● **Consigne**
Réécrivez le passage de la décision de justice allant de « 7. En quatrième » jusqu'à « erreur manifeste d'appréciation. », en remplaçant « attaquée » par « contestée ».

● **Extrait du document**
▬▬▬

6. M. A..., qui déclare être entré en France en avril 2017, se maintient irrégulièrement sur le territoire français malgré une mesure d'éloignement prononcée à son encontre le 14 février 2018. S'il fait état de sa fréquentation régulière, avec son épouse et leurs trois enfants, de la messe célébrée à Frontignan, de leur participation à des associations locales et des relations d'amitiés nouées avec des habitants de cette commune, ces circonstances ne sont pas, par elles- même de nature à justifier d'une insertion particulière au sein de la société française. En outre, M. A... a vécu jusqu'à l'âge de 39 ans en Albanie, où résident ses parents et ses frères et sœurs, avec son épouse et ses enfants âgés de 9, 13 et 14 ans, qui pourront poursuivre leurs études dans leur pays d'origine. À cet égard, s'il soutient qu'il serait isolé dans son pays d'origine en raison du conflit qu'il entretient depuis 2003 avec ses frères et son père au sujet de la condamnation définitive du meurtrier de son frère le 11 octobre 2004 par la cour d'appel de Shkoder, il s'est toutefois maintenu en Albanie jusqu'en 2017, date où selon ses propres déclarations, il est entré sur le territoire français. Enfin, les circonstances que postérieurement à l'arrêté préfectoral litigieux du 7 septembre 2021, il a présenté le 29 mars 2022 une demande d'admission exceptionnelle au séjour, qui a fait l'objet d'une décision de rejet du préfet de l'Hérault le 19 avril 2022, et que son épouse a obtenu un titre de séjour, sont sans incidence sur la légalité de cet arrêté. Dans ces conditions, la décision attaquée ne porte pas au droit de l'intéressé au respect de sa vie privée et familiale, tel que protégé par l'article 8 de la convention européenne de sauvegarde des droits de l'homme et des libertés fondamentales, une atteinte disproportionnée. Par suite, le moyen ne peut qu'être écarté.

7. En quatrième lieu, pour les mêmes motifs que ceux qui viennent d'être exposés au point 6, la décision attaquée n'est pas entachée d'une erreur manifeste d'appréciation.

8. En dernier lieu, aux termes de l'article 3-1 de la convention internationale des droits de l'enfant du 26 janvier 1990, publiée par décret du 8 octobre 1990 : " Dans toutes les décisions qui concernent les enfants, qu'elles soient le fait d'institutions publiques ou privées de protection sociale, des tribunaux, des autorités administratives ou des organes législatifs, l'intérêt supérieur de l'enfant doit être une considération primordiale ". Il résulte de ces stipulations, qui peuvent être utilement invoquées à l'appui d'un recours pour excès de pouvoir, que, dans l'exercice de son pouvoir d'appréciation, l'autorité administrative doit accorder une attention primordiale à l'intérêt supérieur des enfants dans toutes les décisions les concernant.

▬▬▬

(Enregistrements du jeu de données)
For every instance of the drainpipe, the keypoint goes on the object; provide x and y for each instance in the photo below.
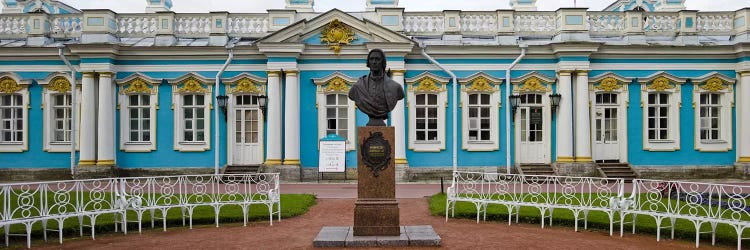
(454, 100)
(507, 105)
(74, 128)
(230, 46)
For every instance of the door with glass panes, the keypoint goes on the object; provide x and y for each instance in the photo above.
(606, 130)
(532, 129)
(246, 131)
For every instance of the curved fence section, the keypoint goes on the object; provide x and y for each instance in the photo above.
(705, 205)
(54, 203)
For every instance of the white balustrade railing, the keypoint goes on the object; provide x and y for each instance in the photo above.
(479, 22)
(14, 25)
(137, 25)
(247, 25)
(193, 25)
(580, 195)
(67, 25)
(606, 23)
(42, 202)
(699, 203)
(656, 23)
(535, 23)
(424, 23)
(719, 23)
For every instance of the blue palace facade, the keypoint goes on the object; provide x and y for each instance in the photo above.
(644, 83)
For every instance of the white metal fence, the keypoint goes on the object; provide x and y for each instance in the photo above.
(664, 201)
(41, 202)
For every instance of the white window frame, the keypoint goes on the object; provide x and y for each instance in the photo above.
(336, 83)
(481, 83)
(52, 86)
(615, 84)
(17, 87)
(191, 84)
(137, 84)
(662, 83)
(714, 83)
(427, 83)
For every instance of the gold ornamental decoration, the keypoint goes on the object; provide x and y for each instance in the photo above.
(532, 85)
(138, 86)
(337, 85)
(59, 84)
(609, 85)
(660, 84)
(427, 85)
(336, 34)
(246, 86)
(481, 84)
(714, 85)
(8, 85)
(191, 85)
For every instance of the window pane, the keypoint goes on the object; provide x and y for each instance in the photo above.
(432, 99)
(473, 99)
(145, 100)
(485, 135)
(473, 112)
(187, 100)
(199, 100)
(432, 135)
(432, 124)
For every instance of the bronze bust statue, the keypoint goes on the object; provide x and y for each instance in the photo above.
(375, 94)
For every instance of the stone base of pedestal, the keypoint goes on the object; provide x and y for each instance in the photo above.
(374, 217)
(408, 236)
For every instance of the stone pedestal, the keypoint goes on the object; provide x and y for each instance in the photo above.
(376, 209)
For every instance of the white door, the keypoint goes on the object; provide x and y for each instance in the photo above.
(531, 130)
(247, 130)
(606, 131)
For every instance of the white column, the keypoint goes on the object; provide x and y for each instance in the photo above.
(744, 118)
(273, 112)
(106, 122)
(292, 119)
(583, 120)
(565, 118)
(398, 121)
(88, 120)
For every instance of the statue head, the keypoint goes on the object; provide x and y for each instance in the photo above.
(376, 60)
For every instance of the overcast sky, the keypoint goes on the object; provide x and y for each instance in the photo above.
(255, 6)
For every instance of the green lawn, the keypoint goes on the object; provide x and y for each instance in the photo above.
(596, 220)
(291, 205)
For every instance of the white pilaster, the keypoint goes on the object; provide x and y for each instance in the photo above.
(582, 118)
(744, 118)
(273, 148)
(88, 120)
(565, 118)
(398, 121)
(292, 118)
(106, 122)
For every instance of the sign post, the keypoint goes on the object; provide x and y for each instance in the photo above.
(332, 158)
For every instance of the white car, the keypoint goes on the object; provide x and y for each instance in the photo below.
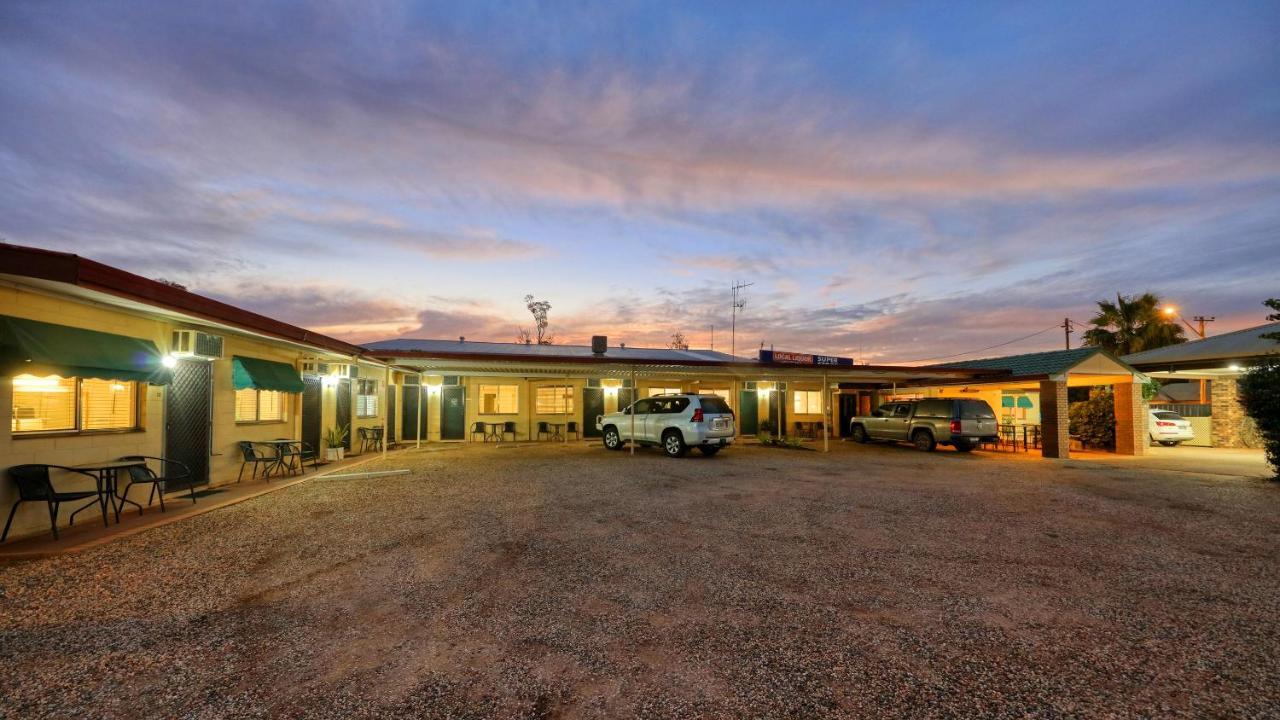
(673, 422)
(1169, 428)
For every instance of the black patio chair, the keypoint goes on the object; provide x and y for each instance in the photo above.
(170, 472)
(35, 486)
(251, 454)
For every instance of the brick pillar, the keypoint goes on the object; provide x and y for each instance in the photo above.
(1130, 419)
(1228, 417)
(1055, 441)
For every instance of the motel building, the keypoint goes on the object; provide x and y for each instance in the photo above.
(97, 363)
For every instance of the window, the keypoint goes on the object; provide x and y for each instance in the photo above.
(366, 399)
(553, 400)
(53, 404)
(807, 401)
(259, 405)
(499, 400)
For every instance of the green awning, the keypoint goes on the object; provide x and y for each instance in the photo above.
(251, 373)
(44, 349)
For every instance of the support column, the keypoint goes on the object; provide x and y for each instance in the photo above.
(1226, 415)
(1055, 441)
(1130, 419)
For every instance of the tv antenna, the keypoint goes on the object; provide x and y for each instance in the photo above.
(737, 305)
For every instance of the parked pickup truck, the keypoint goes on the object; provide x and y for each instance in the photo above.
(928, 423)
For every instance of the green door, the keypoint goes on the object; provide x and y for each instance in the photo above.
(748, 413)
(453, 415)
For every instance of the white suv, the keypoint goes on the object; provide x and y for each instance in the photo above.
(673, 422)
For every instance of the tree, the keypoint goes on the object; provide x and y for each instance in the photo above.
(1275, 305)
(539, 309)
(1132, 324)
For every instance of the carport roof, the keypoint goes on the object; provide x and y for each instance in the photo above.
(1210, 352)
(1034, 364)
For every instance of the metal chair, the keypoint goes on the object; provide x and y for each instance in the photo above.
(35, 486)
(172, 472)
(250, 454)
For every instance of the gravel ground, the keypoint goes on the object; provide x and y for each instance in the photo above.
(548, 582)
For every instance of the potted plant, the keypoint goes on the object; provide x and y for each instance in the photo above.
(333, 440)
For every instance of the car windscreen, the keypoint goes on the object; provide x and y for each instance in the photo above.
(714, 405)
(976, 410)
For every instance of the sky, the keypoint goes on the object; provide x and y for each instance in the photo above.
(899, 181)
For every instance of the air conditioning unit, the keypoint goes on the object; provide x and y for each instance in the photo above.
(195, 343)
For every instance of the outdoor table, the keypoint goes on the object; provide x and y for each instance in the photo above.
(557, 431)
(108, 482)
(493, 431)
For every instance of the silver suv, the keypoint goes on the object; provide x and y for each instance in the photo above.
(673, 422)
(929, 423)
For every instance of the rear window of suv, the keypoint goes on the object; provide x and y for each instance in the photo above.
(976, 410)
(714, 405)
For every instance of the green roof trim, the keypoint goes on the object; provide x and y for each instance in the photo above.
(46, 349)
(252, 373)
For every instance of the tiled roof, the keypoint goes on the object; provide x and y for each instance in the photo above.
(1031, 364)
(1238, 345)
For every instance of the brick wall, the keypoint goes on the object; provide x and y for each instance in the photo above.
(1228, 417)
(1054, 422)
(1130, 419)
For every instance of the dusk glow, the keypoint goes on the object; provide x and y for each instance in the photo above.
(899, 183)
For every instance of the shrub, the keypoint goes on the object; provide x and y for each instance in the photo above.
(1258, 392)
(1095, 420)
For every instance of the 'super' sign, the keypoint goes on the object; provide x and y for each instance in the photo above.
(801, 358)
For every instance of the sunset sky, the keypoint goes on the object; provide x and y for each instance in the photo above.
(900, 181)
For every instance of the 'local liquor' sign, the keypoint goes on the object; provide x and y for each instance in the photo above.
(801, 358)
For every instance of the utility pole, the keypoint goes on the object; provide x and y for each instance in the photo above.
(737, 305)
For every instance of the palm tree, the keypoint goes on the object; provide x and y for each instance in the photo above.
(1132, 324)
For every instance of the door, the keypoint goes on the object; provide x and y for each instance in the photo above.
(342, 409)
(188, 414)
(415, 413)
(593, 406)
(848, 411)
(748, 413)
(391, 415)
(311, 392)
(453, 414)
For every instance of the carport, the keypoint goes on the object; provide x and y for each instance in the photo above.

▬▬▬

● **Réponse**
7. En quatrième lieu, pour les mêmes motifs que ceux qui viennent d'être exposés au point 6, la décision contestée n'est pas entachée d'une erreur manifeste d'appréciation.